SET OF TASKS
1) Answer these questions from the mirror text:
(a) According to the text, in which direction does a mirror reverse an image?
(b) What did the narrator lie down on in front of the mirror?
(c) What did the narrator tie around the right wrist?
2) Echo the stretch of the mirror text from "I should warn" through "but not vertically?".

PROVIDED TEXT
.....

Mirror, Mirror on the Wall

I should warn you. This is not your usual short story. It’s more taking you on an imaginary investigation. Don’t panic, however. It’s guaranteed to be painless (well, more or less) even if it is puzzling.
I’m not going to tell you anything you haven’t already observed. Go to that tall hall mirror to check it out. It reverses your image so that your right hand becomes your left and vise versa. “Big deal,” you say! But have you ever wondered by it reverses right for left but apparently not up for down? To put it another way, it doesn’t turn your body up-side-down so your head is where your feet are and your feet stick up in the air. I realize that that is simply stating the obvious but the question is WHY NOT? Why does a mirror reverse your image horizontally but not vertically?
Well this simple question bothered me to no end so I decided to experiment a little. What would happen if I lay down horizontally in front of the mirror? Would I still see a right and left reversal but not a head to toe? So I tried it, but the mirror didn’t reflect my body at all because lying on the floor, I was too low. That was easy to rectify. I put a piano bench in front to the mirror and lay down on that. Now the mirror was too narrow to reflect my head or toes so it was hard to tell just what the mirror was doing to my image. I tied a red ribbon around my right wrist and sure enough the mirror showed it on my left wrist. Though I couldn’t see my head or feet I could differentiate my dark pants from my light shirt and… as I expected, they were in the same position both in fact and in the mirror image. How did the mirror know that I was lying down? How did it understand that I was trying to trick it? A real conundrum!

.....

GIVEN INFORMATION
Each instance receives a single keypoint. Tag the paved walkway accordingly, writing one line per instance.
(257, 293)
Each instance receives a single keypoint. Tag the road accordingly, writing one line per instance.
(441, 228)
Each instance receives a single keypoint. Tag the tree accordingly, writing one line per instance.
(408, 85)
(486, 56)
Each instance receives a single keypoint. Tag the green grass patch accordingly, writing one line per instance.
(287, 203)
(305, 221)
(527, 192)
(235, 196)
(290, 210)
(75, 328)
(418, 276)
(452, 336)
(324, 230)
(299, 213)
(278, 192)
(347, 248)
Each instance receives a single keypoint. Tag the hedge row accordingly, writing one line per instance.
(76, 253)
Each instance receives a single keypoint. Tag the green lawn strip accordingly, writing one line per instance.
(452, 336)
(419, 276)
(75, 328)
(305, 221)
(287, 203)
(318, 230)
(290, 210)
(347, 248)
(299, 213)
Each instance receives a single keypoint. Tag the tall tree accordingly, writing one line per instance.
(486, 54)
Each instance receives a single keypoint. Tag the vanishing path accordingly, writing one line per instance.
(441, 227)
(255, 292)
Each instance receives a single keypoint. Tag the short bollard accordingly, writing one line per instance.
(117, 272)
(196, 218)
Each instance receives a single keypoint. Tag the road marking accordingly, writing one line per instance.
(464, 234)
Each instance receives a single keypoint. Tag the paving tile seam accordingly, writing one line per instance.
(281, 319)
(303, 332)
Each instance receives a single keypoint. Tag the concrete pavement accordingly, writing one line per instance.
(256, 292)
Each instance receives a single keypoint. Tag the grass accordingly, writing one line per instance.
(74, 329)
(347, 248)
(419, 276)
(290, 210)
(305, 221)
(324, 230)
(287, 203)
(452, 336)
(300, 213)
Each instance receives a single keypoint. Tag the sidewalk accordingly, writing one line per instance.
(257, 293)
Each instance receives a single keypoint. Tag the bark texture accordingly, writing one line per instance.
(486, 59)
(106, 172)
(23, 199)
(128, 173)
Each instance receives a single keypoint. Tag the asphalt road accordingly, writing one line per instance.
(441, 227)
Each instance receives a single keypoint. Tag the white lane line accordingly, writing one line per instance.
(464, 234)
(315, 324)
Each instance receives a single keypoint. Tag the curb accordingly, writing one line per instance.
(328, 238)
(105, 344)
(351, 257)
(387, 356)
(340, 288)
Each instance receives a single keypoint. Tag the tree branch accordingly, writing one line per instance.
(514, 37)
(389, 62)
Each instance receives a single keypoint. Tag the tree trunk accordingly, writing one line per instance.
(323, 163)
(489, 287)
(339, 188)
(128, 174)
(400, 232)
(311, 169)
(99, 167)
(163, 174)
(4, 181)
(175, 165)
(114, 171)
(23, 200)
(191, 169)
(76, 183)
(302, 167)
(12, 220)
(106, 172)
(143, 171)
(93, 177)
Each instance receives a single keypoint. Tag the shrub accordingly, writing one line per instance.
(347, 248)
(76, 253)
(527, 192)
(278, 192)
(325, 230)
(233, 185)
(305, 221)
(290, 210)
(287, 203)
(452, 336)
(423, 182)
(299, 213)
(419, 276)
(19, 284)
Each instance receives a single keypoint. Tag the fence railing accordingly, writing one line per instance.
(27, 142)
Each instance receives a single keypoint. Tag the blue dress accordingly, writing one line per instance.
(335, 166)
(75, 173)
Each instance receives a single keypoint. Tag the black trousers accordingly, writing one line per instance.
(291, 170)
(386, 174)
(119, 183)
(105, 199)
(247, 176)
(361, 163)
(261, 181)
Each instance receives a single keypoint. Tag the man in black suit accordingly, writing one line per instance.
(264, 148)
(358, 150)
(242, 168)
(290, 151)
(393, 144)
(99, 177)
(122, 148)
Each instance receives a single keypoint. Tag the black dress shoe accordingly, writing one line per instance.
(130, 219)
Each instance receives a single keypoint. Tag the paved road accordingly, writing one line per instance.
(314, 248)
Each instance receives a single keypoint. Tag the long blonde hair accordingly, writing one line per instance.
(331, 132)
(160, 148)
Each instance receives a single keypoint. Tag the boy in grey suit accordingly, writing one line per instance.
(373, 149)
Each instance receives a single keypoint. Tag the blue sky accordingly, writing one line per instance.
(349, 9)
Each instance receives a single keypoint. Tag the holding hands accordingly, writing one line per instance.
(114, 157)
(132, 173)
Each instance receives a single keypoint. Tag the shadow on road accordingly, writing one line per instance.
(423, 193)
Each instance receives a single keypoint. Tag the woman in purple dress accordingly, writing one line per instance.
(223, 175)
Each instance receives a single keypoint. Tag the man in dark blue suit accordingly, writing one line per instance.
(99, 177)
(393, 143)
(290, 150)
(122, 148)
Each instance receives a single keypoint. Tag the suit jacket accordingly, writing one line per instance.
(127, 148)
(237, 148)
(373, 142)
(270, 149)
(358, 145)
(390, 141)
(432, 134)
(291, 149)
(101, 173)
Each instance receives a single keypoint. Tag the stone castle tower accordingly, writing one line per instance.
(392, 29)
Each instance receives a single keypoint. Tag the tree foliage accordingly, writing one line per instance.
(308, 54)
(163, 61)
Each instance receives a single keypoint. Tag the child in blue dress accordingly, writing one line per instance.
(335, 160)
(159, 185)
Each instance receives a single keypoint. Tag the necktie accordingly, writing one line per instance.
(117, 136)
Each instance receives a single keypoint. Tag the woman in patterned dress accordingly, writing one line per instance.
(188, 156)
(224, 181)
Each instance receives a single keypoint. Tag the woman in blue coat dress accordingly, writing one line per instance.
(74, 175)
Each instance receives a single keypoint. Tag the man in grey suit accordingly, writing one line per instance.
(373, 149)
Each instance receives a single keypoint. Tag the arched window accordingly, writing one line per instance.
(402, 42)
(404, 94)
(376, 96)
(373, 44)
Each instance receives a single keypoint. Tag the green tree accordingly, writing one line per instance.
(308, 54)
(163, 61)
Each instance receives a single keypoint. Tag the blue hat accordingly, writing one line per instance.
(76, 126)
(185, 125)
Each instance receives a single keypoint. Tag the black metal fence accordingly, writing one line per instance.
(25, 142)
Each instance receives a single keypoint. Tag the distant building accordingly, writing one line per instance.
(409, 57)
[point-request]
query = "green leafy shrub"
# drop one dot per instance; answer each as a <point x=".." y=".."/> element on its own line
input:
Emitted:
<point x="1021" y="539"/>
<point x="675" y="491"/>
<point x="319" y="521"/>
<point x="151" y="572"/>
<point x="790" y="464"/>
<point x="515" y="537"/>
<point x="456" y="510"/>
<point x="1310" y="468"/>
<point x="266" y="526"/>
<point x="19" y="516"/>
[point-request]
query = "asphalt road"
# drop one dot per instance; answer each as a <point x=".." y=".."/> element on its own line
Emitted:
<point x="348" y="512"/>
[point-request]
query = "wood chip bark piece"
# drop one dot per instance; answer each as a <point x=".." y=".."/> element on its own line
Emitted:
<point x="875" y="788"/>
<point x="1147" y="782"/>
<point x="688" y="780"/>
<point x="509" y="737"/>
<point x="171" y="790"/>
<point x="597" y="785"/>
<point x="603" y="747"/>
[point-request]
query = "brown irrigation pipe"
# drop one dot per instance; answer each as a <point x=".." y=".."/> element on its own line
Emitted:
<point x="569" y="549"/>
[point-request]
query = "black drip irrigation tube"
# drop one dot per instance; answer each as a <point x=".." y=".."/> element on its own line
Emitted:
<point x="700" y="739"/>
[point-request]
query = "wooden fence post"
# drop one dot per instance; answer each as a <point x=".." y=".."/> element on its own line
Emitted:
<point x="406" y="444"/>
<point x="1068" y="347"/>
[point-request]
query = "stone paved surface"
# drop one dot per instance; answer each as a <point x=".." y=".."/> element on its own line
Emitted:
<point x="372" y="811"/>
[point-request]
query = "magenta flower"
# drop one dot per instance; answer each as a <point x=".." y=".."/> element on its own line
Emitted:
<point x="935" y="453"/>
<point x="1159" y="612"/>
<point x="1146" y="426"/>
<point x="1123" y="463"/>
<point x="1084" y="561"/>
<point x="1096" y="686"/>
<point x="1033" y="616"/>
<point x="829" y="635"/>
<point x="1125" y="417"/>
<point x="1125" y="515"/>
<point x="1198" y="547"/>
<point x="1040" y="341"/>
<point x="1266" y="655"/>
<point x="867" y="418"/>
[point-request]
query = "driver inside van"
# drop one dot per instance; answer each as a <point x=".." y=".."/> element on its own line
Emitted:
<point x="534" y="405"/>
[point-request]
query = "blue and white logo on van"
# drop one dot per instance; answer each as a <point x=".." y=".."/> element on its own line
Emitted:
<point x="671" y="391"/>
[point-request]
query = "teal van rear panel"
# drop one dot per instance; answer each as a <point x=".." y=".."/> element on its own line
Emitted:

.....

SOLUTIONS
1)
(a) Horizontally: the right hand becomes the left, and the left becomes the right.
(b) A piano bench.
(c) A red ribbon.

2)
I should warn you. This is not your usual short story. It’s more taking you on an imaginary investigation. Don’t panic, however. It’s guaranteed to be painless (well, more or less) even if it is puzzling.
I’m not going to tell you anything you haven’t already observed. Go to that tall hall mirror to check it out. It reverses your image so that your right hand becomes your left and vise versa. “Big deal,” you say! But have you ever wondered by it reverses right for left but apparently not up for down? To put it another way, it doesn’t turn your body up-side-down so your head is where your feet are and your feet stick up in the air. I realize that that is simply stating the obvious but the question is WHY NOT? Why does a mirror reverse your image horizontally but not vertically?